After utilizing the NLCS operation, the echo signal in Equation (18) is changed into

$$\begin{array}{cc}\hfill S_{rd1}\left(\tau ,f_{\eta }\right)& =w_r\left(\tau -\frac{2R_{res}}{c{D}_f}\right)W_a\left(f_{\eta }-f_{\eta c}\right)\exp \left(-j\frac{4\pi R_{res}{D}_f}{\lambda }\right)\hfill \\ \hfill & \cdot \exp \left[j\pi k_r{\left(\tau -\frac{2R_{res}}{c{D}_f}\right)}^2\right]\exp \left[j\pi z_2{k}_r^3{\left(\tau -\frac{2R_{res}}{c{D}_f}\right)}^3\right]\hfill \end{array}$$

(24)

So far, the compression processing in the range direction can be completed by the batching processing in the range frequency domain.

3.3. Range Phase Compensation

In order to realize range compression, the signal in Equation (24) is then transformed into the two-dimensional frequency domain by Range FFT (RFFT):

$$\begin{array}{cc}\hfill S_{2df1}\left(f_{\tau },f_{\eta }\right)& ={\displaystyle {\int }_{-\infty }^{\infty }{S}_{rd1}\left(\tau ,f_{\eta }\right)\exp \left(-j2\pi f_{\tau }\tau \right)d\tau }\hfill \\ \hfill & =W_r\left(f_{\tau }\right)W_a\left(f_{\eta }-f_{\eta c}\right)\exp \left(-j\frac{4\pi R_{res}{D}_f}{\lambda }\right)\hfill \\ \hfill & \cdot \exp \left(-j\pi \frac{f_{\tau }^2}{k_r}\right)\exp \left(j\pi z_2{f}_{\tau }^3\right)\exp \left(-j2\pi f_{\tau }\frac{2R_{res}}{c{D}_f}\right)\hfill \end{array}$$

(25)

where the second exponential term is the consistent quadratic range frequency modulation phase. The third and fourth exponential terms represent the range-variant cubic frequency modulation phase and the residual RCM, respectively, the compensation of which can be realized via the followed modified correlation processing. Therefore, the expression of the range compression filter is

$$H_{rc}\left(f_{\tau },f_{\eta }\right)=\exp \left[j\pi \frac{f_{\tau }^2}{k_r}\right]$$

(26)

Additionally, the cubic phase introduced by the NLCS filter also should be taken into consideration, and this cubic phase compensation function is given the form of

$$H_{cpc}\left(f_{\tau },f_{\eta }\right)=\exp \left\{j\pi \gamma {\left[\tau \left(f_{\tau }\right)-\frac{2R_{res}}{c{D}_f}\right]}^3\right\}=\exp \left\{j\pi \gamma {\left(\frac{f_{\tau }}{k_r}\right)}^3\right\}$$

(27)

where τ(f_τ) is the stationary phase point of RFFT and can be expressed as

$$\tau \left(f_{\tau }\right)=\frac{f_{\tau }}{k_r}+\frac{2R_{res}}{c{D}_f}$$

(28)

### WRITTEN TASKS
(1) From the range compression text, repeat the passage starting with "After utilizing the" and going on through "range frequency domain.".
(2) Write the next part of the range compression text, picking up right after its final line.

Location annotation dataset extracts:
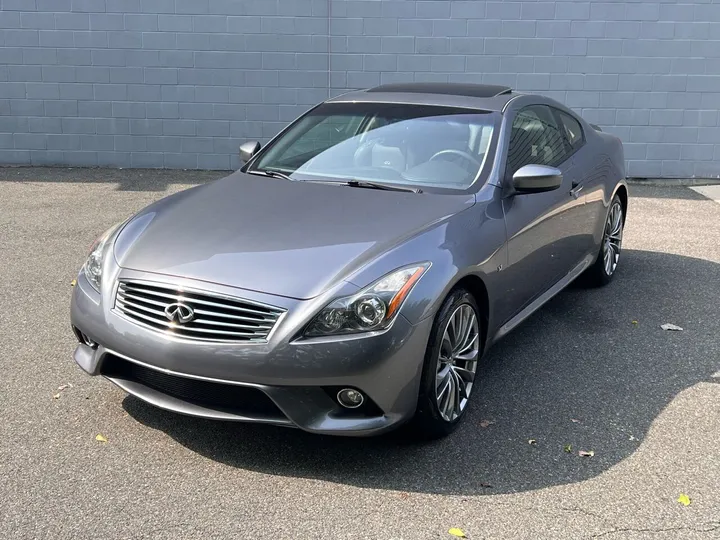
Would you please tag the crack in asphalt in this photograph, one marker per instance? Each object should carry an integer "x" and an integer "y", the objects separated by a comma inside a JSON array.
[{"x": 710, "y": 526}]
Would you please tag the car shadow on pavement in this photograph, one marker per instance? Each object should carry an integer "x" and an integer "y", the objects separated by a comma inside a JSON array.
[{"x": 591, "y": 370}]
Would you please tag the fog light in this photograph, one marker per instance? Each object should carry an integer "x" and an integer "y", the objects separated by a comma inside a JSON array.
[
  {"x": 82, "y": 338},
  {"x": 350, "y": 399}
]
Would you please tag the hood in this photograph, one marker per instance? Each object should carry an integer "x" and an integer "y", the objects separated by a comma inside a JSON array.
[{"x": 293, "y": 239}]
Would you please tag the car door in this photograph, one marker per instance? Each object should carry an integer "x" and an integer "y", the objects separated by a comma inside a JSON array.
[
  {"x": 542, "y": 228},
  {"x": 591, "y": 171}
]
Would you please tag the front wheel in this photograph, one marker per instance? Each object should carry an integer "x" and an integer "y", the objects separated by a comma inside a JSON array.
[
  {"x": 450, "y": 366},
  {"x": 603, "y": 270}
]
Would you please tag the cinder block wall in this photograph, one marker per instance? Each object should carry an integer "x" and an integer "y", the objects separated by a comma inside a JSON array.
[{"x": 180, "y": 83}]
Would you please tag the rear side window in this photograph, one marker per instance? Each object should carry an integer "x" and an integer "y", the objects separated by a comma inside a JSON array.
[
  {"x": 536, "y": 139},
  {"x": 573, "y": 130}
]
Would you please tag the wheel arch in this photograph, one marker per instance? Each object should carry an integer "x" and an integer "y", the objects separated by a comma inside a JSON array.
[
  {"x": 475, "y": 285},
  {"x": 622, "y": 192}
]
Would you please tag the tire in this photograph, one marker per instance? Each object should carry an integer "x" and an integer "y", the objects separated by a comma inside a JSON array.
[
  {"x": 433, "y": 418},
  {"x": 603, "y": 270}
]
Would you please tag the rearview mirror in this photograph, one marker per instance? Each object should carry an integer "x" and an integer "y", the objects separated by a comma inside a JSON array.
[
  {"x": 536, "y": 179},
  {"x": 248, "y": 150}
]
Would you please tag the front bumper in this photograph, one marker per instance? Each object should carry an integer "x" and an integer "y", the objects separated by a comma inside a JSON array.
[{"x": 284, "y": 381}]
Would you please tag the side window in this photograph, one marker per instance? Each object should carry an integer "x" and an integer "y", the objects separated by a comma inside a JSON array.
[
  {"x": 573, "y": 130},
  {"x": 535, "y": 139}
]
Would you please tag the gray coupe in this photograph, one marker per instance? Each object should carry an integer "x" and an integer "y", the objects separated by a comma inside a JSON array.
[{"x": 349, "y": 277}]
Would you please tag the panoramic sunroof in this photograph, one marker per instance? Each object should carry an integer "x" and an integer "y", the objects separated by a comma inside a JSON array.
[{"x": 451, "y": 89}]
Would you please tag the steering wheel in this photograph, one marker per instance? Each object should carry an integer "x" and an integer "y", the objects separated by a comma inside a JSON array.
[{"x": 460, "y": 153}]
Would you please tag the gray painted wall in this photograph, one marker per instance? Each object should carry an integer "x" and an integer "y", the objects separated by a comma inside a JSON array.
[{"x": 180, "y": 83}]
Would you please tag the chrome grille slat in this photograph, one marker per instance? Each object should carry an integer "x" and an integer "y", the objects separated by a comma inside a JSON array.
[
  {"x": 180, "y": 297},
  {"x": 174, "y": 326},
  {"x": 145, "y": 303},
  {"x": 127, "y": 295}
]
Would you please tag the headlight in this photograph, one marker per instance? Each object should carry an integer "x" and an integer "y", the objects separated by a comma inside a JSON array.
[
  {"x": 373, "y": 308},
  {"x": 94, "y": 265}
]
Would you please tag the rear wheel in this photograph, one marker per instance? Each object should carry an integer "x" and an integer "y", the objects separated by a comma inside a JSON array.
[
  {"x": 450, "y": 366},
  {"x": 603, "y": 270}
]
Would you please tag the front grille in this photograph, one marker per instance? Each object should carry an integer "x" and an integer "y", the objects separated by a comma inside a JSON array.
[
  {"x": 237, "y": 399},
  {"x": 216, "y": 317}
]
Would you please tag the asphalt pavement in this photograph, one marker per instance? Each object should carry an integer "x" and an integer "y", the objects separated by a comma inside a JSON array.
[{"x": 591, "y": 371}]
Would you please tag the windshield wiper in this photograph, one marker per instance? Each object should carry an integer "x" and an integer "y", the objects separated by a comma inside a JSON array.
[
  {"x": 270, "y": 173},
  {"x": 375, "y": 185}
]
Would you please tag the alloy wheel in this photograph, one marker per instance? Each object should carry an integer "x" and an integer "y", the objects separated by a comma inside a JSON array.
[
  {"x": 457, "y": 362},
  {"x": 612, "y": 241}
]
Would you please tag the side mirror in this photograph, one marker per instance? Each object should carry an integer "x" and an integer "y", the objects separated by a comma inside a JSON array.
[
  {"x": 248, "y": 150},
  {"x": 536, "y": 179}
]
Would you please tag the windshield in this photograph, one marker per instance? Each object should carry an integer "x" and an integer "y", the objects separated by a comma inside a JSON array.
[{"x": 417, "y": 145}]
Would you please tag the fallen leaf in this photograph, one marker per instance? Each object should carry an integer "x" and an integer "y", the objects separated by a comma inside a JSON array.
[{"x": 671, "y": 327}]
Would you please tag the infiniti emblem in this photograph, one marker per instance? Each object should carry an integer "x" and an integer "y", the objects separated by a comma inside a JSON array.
...
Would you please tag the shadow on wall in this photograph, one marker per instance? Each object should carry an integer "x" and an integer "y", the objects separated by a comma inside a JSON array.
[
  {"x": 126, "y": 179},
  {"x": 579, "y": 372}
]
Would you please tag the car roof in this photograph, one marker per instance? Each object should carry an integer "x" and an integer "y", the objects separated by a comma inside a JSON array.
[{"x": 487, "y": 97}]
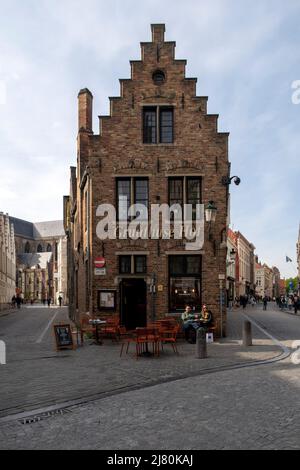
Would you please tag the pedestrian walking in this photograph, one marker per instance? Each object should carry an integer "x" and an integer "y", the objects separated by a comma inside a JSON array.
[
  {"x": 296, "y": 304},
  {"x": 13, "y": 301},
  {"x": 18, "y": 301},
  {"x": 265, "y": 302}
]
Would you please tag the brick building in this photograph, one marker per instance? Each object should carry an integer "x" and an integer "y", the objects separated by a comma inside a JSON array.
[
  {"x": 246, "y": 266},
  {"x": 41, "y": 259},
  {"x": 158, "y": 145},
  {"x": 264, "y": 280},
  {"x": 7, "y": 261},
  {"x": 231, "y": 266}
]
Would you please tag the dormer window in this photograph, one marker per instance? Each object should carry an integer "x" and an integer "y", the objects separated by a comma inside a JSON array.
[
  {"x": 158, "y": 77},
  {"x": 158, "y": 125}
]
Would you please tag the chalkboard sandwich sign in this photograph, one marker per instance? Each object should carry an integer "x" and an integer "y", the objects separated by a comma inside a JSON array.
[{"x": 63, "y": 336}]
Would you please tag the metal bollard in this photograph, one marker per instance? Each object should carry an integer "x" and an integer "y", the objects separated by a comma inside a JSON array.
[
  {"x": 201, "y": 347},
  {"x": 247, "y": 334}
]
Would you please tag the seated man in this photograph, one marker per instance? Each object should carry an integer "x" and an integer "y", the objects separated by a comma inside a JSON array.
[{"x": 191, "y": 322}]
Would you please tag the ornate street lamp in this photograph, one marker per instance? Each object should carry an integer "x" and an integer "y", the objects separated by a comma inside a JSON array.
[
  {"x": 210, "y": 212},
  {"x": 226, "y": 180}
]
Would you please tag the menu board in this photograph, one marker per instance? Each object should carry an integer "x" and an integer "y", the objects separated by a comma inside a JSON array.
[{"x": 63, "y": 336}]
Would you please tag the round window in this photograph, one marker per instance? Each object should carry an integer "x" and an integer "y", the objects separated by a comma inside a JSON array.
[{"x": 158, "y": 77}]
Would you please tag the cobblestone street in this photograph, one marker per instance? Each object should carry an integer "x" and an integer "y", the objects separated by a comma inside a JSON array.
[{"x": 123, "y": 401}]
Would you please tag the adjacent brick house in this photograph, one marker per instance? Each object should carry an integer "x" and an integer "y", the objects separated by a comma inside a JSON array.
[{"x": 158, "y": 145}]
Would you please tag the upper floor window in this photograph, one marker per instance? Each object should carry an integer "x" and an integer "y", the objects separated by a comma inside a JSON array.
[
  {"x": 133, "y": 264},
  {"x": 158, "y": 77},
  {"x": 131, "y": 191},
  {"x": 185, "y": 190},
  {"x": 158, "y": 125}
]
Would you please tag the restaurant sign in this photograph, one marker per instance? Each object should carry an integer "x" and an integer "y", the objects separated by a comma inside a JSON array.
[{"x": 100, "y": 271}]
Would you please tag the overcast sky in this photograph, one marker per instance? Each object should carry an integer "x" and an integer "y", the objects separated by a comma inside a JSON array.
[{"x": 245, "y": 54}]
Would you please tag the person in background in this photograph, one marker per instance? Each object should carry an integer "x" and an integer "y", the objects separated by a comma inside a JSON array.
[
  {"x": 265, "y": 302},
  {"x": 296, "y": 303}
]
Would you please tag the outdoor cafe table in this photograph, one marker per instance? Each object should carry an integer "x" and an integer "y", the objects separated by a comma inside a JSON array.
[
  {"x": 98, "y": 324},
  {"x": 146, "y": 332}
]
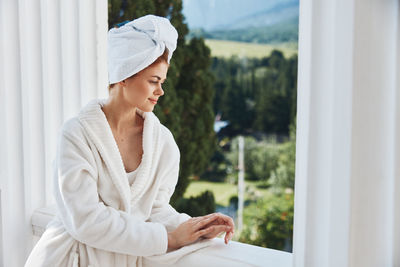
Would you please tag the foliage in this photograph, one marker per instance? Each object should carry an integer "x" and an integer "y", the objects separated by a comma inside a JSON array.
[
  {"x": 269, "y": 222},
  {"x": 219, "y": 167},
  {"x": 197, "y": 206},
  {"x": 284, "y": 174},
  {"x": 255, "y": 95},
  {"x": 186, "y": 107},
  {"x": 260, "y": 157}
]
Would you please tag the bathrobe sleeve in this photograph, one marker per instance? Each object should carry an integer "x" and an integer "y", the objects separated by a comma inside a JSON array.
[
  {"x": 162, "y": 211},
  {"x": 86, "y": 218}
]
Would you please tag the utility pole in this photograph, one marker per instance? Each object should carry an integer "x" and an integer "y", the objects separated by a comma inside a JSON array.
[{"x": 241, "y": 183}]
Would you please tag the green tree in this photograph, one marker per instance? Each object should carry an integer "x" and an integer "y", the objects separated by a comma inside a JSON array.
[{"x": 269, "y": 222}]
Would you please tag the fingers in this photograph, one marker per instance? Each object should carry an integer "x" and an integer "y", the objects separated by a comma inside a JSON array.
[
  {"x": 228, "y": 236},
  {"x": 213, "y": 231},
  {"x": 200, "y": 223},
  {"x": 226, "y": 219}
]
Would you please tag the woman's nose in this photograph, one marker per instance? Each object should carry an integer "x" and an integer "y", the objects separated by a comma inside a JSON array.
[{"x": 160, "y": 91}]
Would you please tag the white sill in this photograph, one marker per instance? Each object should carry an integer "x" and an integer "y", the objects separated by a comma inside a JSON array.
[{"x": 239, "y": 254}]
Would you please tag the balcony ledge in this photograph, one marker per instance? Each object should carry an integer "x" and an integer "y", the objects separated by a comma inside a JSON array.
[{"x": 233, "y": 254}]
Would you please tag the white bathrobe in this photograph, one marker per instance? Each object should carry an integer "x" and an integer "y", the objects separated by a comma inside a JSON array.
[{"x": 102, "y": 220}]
--
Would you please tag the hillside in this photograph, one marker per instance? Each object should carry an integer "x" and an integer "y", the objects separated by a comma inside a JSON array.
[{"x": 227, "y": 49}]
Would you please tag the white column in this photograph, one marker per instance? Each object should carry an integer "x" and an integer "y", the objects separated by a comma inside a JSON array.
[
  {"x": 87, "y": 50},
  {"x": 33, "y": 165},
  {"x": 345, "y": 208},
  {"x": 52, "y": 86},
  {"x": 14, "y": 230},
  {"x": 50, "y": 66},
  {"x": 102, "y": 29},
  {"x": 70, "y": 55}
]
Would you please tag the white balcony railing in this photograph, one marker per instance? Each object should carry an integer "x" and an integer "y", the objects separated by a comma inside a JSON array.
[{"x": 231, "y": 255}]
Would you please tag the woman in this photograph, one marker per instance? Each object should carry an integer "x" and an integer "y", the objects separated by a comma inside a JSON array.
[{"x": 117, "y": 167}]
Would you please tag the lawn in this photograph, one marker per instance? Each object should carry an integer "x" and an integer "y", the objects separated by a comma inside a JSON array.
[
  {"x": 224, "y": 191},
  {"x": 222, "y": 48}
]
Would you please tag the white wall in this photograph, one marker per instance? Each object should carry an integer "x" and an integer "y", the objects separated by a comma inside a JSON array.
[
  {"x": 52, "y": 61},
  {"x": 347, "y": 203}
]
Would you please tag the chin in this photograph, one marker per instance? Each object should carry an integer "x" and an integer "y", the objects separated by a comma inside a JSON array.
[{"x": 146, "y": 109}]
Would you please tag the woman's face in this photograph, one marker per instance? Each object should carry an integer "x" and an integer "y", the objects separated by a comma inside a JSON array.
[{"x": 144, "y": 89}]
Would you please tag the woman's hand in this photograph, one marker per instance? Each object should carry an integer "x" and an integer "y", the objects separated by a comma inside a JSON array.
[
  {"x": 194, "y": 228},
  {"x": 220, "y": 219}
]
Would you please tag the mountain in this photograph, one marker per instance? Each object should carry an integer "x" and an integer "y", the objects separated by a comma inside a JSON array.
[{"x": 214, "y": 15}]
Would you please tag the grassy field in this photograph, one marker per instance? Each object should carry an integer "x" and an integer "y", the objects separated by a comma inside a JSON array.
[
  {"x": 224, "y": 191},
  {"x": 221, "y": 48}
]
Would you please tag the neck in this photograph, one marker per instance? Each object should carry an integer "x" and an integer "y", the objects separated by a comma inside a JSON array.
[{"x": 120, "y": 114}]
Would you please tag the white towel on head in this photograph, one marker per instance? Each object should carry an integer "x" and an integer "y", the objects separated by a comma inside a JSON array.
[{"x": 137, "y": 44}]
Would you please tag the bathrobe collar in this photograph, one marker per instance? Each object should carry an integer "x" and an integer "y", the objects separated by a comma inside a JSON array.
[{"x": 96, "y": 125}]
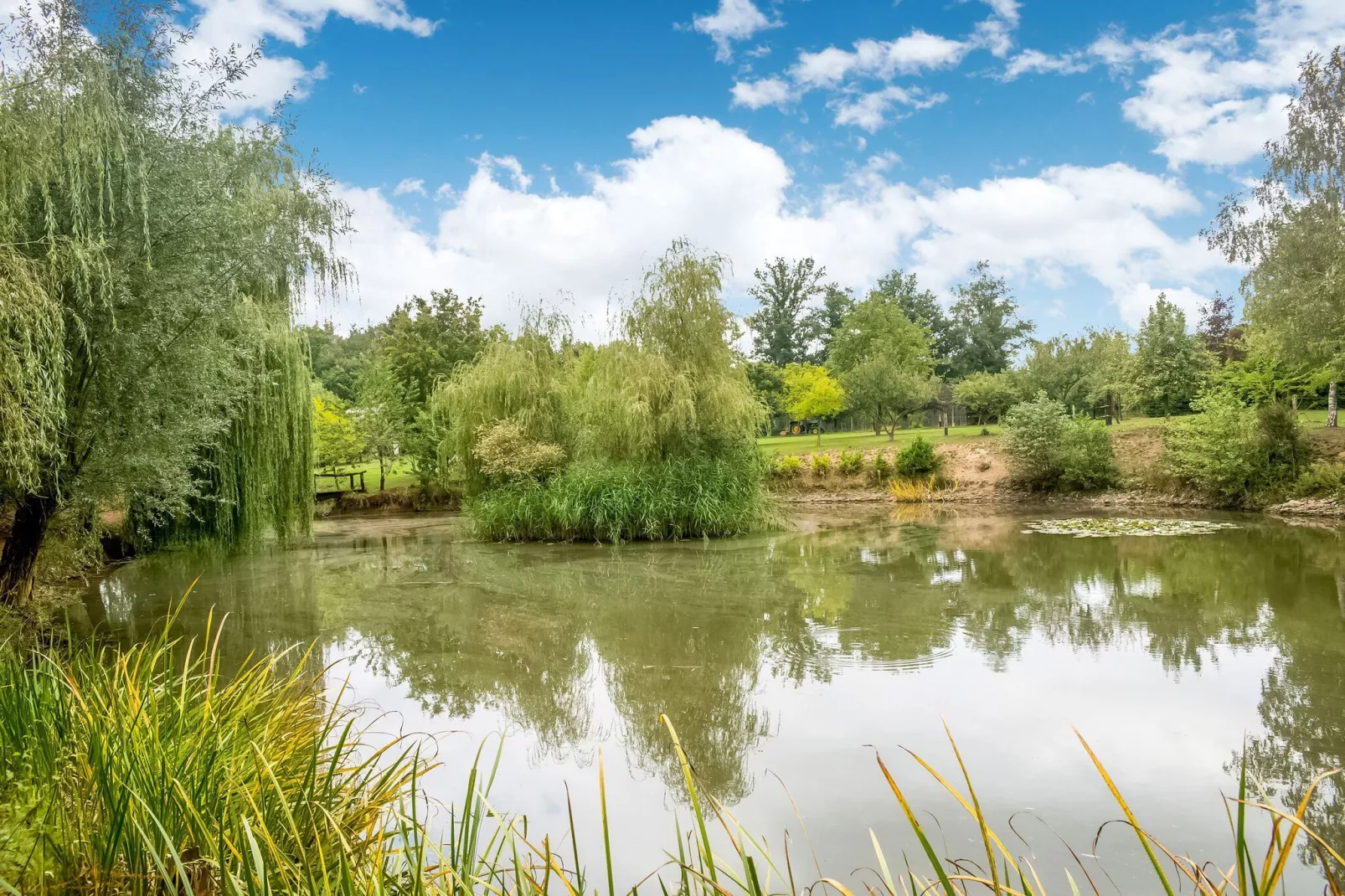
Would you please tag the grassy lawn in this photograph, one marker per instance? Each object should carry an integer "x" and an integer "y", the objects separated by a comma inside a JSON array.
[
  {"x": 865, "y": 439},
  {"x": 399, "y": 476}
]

### RESPONSES FOR EACH TASK
(1)
After utilizing the NLCS operation, the echo signal in Equation (18) is changed into

$$\begin{array}{cc}\hfill S_{rd1}\left(\tau ,f_{\eta }\right)& =w_r\left(\tau -\frac{2R_{res}}{c{D}_f}\right)W_a\left(f_{\eta }-f_{\eta c}\right)\exp \left(-j\frac{4\pi R_{res}{D}_f}{\lambda }\right)\hfill \\ \hfill & \cdot \exp \left[j\pi k_r{\left(\tau -\frac{2R_{res}}{c{D}_f}\right)}^2\right]\exp \left[j\pi z_2{k}_r^3{\left(\tau -\frac{2R_{res}}{c{D}_f}\right)}^3\right]\hfill \end{array}$$

(24)

So far, the compression processing in the range direction can be completed by the batching processing in the range frequency domain.

(2)
The range phase compensation filter can therefore be integrated as

$$H_{rpc}\left(f_{\tau },f_{\eta }\right)=H_{rc}\left(f_{\tau },f_{\eta }\right)\cdot H_{cpc}\left(f_{\tau },f_{\eta }\right)=\exp \left[j\pi \frac{f_{\tau }^2}{k_r}+j\pi \gamma {\left(\frac{f_{\tau }}{k_r}\right)}^3\right]$$

(29)

The two-dimensional frequency signal after range phase compensation via Equation (29) becomes

$$S_{2df2}\left(f_{\tau },f_{\eta }\right)=W_r\left(f_{\tau }\right)W_a\left(f_{\eta }-f_{\eta c}\right)\exp \left(-j\frac{4\pi R_{res}{D}_f}{\lambda }\right)\exp \left(j\pi z_2{f}_{\tau }^3\right)\exp \left(-j2\pi f_{\tau }\frac{2R_{res}}{c{D}_f}\right)$$

(30)

The three exponential terms in the above Equation (30) represent the range-variant azimuth phase modulation, cubic phase modulation of range frequency and residual RCM, respectively.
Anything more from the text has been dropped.